● **Task objective**: Reproduce the part of the walkway news article between "Meanwhile, Mukah District" and "brave flood waters.", inclusive.
───── Text extract
Responding to an article in yesterday’s The Borneo Post entitled ‘Villager appeals for help to build wooden walkway’, Tellian assemblyman Yussibnosh Balo explained that all

promises made to Gerita, 46, came to naught because an affected land owner refused to give `right of way’.

He said there was an allocation to build the walkway in 2014, but work could not start until now because the project had to past through a private land, and the land owner would not budge.

“This year we managed to get an allocation and an alternative ‘right of way’, but it is quite a distance away.  We will construct the walkway once we completed a project not far from Gerita’s house,” Yussibnosh assured The Borneo Post yesterday.

Meanwhile, Mukah District officer Shafrie Saili, when contacted, said a meeting would be held tomorrow to discuss Gerita’s problem.

Expected to be at the gathering are Shafrie himself, Gerita’s family, the village security and development committee (JKKK) members, and penghulu of the area.

“We want to meet all relevant parties and settle this issue once and for all. We hope that after the meeting, we will able to build a walkway for Gerita’s family,” said Shafrie.

Gerita had appealed to the government to help resolve the plight of her family for a

long time. She said every time it rained or when there was a high tide, her family had to brave flood waters.

“There have been times where my children had to walk in the flood waters from the village to Mukah, where they work,” said Gerita.

She added that she had lived in that house for about 20 years and always wondered why other houses in the village had walkways, but not hers.

Her family, she claimed, had sent many requests to the village chief and district office for a solution and each time the reply was the same: the walkway would be built—soon.

During election time, said Gerita’s brother Ben, the campaigners would also make similar promises.

He said his mother, Retani Sebal, had also appealed to the government, but all her appeals fell on deaf ears. If the walkway is built soon, she would not be there to rejoice, because she passed away two years ago.

With the landas season just around the corner, Ben is keeping his fingers crossed that Gerita and her family would not have to wade through flood waters all over again.
──────────
───── Listed entries
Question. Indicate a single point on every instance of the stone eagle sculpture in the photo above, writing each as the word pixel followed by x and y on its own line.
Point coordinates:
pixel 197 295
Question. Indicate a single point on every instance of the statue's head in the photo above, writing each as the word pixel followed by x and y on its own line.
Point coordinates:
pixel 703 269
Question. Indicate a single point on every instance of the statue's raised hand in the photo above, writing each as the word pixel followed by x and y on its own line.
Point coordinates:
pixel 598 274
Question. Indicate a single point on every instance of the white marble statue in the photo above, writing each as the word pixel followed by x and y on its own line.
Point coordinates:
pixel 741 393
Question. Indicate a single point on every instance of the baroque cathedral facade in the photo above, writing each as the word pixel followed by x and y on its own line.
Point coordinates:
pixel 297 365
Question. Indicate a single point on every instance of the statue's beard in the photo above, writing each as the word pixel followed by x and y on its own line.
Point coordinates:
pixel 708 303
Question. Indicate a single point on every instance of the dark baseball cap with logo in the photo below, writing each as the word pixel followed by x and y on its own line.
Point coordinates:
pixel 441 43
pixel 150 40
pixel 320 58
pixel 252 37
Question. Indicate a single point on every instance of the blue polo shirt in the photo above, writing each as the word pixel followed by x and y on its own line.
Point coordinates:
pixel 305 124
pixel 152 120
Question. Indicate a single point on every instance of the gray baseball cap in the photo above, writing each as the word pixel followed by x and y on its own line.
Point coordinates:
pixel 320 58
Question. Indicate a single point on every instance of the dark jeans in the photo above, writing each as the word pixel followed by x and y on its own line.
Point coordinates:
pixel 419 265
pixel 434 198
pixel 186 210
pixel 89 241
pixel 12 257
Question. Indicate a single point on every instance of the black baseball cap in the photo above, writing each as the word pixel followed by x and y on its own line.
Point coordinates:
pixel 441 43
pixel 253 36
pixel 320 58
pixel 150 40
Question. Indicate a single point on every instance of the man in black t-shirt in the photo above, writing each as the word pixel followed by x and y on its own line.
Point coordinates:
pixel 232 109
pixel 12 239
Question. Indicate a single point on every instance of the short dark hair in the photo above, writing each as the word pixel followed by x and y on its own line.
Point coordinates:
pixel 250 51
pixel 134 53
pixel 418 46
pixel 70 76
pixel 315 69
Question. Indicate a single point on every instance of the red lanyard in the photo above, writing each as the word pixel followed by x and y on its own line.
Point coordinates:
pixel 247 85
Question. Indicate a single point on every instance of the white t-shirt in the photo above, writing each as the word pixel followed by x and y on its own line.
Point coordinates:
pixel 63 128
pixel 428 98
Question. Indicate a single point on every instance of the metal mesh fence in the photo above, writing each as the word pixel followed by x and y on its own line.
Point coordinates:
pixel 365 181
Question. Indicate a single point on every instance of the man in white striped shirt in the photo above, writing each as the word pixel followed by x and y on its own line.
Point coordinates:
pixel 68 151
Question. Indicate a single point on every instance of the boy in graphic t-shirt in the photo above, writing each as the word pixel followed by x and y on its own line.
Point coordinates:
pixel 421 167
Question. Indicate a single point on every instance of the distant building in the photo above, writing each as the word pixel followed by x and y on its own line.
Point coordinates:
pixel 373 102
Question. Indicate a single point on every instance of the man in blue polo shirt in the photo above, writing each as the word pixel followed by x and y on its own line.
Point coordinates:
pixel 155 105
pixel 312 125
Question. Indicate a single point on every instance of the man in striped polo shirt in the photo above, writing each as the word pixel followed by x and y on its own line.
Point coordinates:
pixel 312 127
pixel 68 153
──────────
● **Solution for this task**:
Meanwhile, Mukah District officer Shafrie Saili, when contacted, said a meeting would be held tomorrow to discuss Gerita’s problem.

Expected to be at the gathering are Shafrie himself, Gerita’s family, the village security and development committee (JKKK) members, and penghulu of the area.

“We want to meet all relevant parties and settle this issue once and for all. We hope that after the meeting, we will able to build a walkway for Gerita’s family,” said Shafrie.

Gerita had appealed to the government to help resolve the plight of her family for a

long time. She said every time it rained or when there was a high tide, her family had to brave flood waters.